• What is expected
Locate every line in the material below that contains the string "seat" and copy each of those lines.

• Entries supplied

>> start

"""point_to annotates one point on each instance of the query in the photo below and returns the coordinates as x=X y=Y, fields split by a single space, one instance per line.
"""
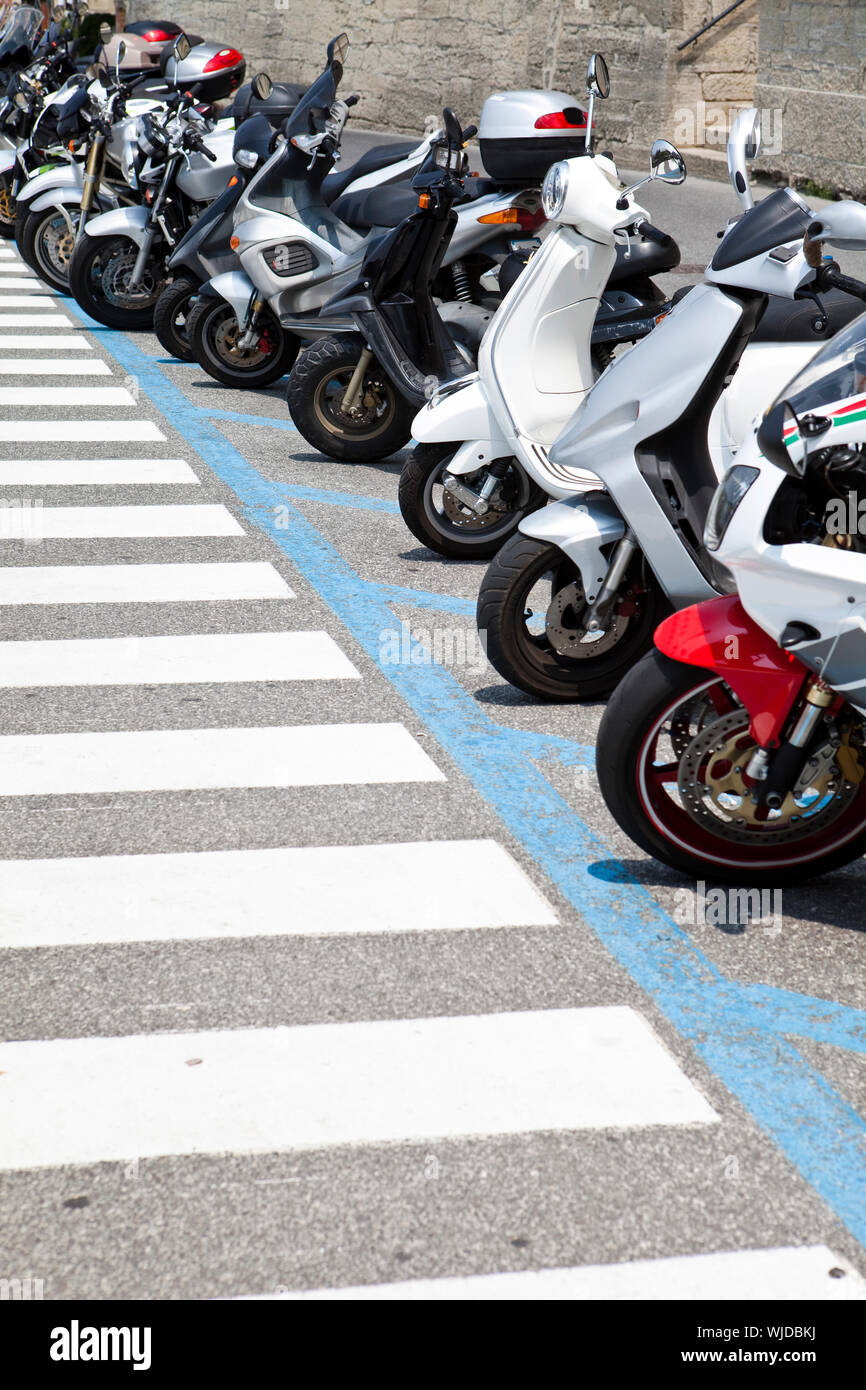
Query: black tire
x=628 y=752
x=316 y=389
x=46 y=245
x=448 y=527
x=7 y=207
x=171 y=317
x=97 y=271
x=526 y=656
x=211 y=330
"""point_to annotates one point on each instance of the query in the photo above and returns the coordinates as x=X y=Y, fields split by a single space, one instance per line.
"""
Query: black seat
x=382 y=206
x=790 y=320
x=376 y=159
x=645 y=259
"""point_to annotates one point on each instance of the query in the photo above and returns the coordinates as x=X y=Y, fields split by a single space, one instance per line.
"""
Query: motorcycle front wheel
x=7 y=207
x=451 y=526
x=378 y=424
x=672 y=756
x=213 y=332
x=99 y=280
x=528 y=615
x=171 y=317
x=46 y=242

>> end
>> start

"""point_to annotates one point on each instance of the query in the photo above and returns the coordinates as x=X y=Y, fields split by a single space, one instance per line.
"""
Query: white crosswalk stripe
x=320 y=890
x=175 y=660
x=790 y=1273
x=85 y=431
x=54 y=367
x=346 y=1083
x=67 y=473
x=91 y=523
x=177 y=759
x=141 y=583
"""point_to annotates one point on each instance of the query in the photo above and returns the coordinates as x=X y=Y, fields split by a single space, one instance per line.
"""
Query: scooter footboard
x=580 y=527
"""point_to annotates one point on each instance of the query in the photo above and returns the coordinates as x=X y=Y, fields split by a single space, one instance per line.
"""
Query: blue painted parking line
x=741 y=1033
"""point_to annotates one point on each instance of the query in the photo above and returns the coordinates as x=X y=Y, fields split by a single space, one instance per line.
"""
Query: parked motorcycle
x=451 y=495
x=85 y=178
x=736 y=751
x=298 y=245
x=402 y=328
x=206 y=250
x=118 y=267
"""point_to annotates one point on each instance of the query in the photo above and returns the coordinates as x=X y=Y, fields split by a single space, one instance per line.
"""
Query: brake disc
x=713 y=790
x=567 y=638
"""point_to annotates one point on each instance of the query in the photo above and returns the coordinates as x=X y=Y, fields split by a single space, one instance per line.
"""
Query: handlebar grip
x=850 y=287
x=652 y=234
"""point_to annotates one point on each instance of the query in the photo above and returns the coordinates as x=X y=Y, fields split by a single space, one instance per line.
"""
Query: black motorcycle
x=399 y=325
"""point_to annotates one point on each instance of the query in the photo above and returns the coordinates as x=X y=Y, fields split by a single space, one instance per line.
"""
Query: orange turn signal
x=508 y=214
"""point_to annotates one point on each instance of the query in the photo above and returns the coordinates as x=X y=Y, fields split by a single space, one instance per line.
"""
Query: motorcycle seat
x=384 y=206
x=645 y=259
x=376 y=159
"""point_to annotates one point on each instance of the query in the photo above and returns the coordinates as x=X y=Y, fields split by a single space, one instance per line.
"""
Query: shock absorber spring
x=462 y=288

>> end
>> start

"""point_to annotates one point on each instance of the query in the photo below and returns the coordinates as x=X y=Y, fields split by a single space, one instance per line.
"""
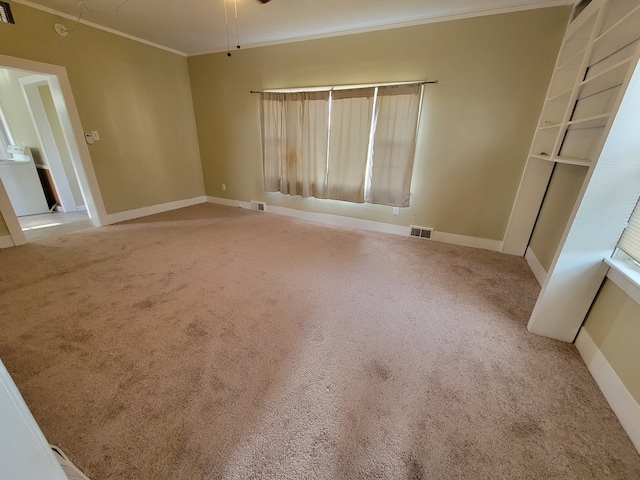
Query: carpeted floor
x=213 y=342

>> end

• Exercise solution
Query: black seat
Query: motorcycle seat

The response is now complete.